• _EXERCISE 1_
Summarize the announcement about Kitware's neurosurgery simulation grant in two sentences.
• _EXERCISE 2_
Carry on the Kitware grant announcement from where it stops.

• _PASSAGE_
Our objective is to empower the neurosurgical field with simulation training methods that directly correlate to better, more accurate patient care.
Clifton Park, NY (Vocus) March 15, 2010
Kitware, a company that builds open source platforms and develops advanced research solutions, has received a two-year grant from the National Institutes of Health (NIH) totaling more than $600,000 to focus research efforts on developing approach-specific, multi-GPU, multi-tool, high-realism neurosurgery simulation. The goal of the research is to work towards an interactive simulator that replicates future neurosurgery cases of young surgeons, enabling hospitals faced with compressed intern schedules to accelerate training and improve skills.
“Simulation has made limited inroads in neurosurgery despite its proven advantages over traditional surgical training,” said Dr. Michel Audette, R&D Engineer at Kitware. “Our objective is to empower the neurosurgical field with simulation training methods that directly correlate to better, more accurate patient care.”

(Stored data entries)

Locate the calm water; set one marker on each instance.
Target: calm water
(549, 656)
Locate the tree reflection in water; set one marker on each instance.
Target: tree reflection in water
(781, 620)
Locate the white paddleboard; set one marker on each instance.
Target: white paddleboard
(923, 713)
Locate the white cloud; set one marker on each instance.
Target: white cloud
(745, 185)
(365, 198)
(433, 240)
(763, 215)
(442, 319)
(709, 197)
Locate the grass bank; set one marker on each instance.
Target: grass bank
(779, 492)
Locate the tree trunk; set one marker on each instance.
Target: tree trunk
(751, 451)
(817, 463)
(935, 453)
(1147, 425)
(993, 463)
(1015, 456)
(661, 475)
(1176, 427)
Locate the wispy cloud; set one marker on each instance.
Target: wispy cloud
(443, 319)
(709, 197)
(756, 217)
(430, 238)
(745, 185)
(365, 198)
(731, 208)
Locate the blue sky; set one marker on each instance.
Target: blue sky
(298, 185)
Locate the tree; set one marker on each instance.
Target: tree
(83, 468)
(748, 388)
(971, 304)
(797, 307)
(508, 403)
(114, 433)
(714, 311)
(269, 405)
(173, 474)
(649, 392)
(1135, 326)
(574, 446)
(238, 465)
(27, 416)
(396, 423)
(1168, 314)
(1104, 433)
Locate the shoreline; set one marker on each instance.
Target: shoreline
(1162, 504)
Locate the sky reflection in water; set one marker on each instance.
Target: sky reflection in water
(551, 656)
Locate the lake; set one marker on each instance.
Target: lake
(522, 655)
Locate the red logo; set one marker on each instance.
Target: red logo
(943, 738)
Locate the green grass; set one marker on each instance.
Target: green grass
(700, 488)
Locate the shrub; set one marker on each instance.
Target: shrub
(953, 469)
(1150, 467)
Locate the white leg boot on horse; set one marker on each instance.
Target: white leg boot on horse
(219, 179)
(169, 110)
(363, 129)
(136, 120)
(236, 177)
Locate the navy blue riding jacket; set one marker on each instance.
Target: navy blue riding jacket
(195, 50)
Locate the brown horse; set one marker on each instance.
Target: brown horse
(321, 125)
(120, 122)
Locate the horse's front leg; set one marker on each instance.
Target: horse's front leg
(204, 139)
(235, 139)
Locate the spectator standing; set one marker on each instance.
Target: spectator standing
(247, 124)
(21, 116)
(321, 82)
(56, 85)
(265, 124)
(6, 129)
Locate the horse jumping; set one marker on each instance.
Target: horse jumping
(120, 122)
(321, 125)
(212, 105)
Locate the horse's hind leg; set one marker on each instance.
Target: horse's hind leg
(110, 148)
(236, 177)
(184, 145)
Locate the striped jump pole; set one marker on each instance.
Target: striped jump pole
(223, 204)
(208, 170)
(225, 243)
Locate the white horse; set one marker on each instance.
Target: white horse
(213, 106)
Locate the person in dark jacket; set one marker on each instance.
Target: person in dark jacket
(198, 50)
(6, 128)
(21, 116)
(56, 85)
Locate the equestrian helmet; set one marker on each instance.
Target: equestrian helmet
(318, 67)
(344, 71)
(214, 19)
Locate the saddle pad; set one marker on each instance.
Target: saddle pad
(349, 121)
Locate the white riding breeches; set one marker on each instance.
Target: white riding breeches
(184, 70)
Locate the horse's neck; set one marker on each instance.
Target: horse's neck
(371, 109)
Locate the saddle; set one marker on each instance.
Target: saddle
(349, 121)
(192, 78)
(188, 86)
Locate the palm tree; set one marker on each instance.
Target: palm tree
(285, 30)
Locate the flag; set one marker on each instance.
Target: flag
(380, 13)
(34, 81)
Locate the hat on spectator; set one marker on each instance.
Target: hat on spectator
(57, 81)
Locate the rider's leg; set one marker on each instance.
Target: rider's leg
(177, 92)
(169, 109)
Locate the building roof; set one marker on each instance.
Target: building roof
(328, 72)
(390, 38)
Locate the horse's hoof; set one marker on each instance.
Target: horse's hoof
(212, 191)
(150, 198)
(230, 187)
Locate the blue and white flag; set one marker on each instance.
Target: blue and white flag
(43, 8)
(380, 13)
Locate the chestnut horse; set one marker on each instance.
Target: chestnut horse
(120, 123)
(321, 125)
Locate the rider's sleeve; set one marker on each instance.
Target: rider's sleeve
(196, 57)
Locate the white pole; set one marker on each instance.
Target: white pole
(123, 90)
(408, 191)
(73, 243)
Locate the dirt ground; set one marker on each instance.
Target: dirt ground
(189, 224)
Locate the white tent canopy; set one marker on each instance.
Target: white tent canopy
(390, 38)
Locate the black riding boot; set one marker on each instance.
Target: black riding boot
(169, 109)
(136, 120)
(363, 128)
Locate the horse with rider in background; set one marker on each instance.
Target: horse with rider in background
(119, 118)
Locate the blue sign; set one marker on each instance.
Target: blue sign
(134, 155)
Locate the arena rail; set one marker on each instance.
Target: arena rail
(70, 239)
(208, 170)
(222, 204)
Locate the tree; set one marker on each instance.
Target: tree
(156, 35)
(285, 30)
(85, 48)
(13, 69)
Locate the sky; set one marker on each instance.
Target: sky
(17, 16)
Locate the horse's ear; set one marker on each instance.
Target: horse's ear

• _OUTPUT 1_
Kitware received a two-year grant of more than $600,000 from the National Institutes of Health to research approach-specific, multi-GPU, multi-tool, high-realism neurosurgery simulation. The goal is an interactive simulator that replicates future cases of young surgeons, so hospitals with compressed intern schedules can speed up training and improve skills.

• _OUTPUT 2_
Kitware has developed a variety of applications and toolkits to support the analysis and visualization of complex biological systems. As leaders in the field of image analysis, registration and segmentation Kitware offers GPU-based methods for data display, volume rendering, image processing and advanced interactive. As a participant in large-scale research initiatives such as the NIH US National Center for Biomedical Computing, Kitware is part of the nation’s core effort to build a computational infrastructure for biomedical computing.
Historically, simulation has over-emphasized needle insertion and failed to address requirements of surgeons-in-training on potential caseloads. Existing simulators do not ably reconcile the conflicting clinical requirements of neurosurgery; their underlying models are insufficiently sparse to resolve large tissue displacements and they are insufficiently descriptive of critical tissues at risk in each intervention.
Kitware will set out to prove that for interactive neurosurgery simulation to be relevant and technically feasible, the following has to occur:
- Anatomical modeling must be sufficiently descriptive in intra-surgical motion and tissue morphology;
- Biomechanics must be faithful to tissue response;
- Haptics must afford multi-tool interaction;
- And the system must meet clinical requirements reflecting the specific surgical approach and pathology.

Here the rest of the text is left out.